» **Exercise requirements**
An exact copy of every entry is the required answer.

Point-per-instance localization data:
____________
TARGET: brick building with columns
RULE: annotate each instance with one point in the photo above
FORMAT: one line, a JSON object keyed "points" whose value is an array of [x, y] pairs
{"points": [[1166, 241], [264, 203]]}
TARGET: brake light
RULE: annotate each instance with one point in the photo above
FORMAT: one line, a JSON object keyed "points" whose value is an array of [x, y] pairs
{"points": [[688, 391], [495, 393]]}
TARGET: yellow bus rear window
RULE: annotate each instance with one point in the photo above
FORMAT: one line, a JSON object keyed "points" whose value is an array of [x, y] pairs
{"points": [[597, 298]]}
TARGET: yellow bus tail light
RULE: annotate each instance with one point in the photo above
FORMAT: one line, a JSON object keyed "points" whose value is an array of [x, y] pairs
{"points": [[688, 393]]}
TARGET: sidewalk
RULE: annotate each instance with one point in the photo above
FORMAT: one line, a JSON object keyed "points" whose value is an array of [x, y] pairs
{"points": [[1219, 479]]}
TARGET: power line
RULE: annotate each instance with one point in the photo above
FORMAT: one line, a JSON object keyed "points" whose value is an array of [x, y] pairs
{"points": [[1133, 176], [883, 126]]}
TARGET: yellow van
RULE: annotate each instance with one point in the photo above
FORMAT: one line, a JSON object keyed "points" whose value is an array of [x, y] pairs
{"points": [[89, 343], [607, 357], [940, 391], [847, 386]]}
____________
» **The completed task**
TARGET: brick building with columns
RULE: annotate each instance with one point in the photo above
FORMAT: one line, a JSON object keyed "points" whose value is an array of [x, y] pairs
{"points": [[1166, 241], [264, 203]]}
TARGET: brake light
RULE: annotate each instance with one point in the photo above
FORMAT: one line, a JSON object keyed "points" whose value is an array of [x, y] pairs
{"points": [[688, 391], [495, 393]]}
TARGET: yellow bus rear window
RULE: annotate each instance with one point in the photo above
FORMAT: one line, a JSON object keyed "points" whose value is an array of [x, y] pairs
{"points": [[597, 298]]}
TARGET: yellow bus tail light
RULE: annotate each instance with one point in the photo above
FORMAT: one line, a JSON object keyed "points" whose value is an array of [x, y] pairs
{"points": [[688, 393]]}
TARGET: sidewalk
RULE: annotate each instance with one point in the photo above
FORMAT: one line, a JSON object keyed "points" whose value is an array of [x, y] pairs
{"points": [[1219, 479]]}
TARGET: power line
RULE: annotate each instance with one point in the photo above
FORMAT: one line, a JSON object keyed "points" whose value is an array of [x, y] pairs
{"points": [[1133, 176], [883, 126]]}
TARGET: yellow van
RULE: annotate each instance with one point in the photo above
FORMAT: one line, a JSON object keyed "points" whose value is an array of [x, y] pairs
{"points": [[89, 343], [607, 357], [940, 391], [847, 386]]}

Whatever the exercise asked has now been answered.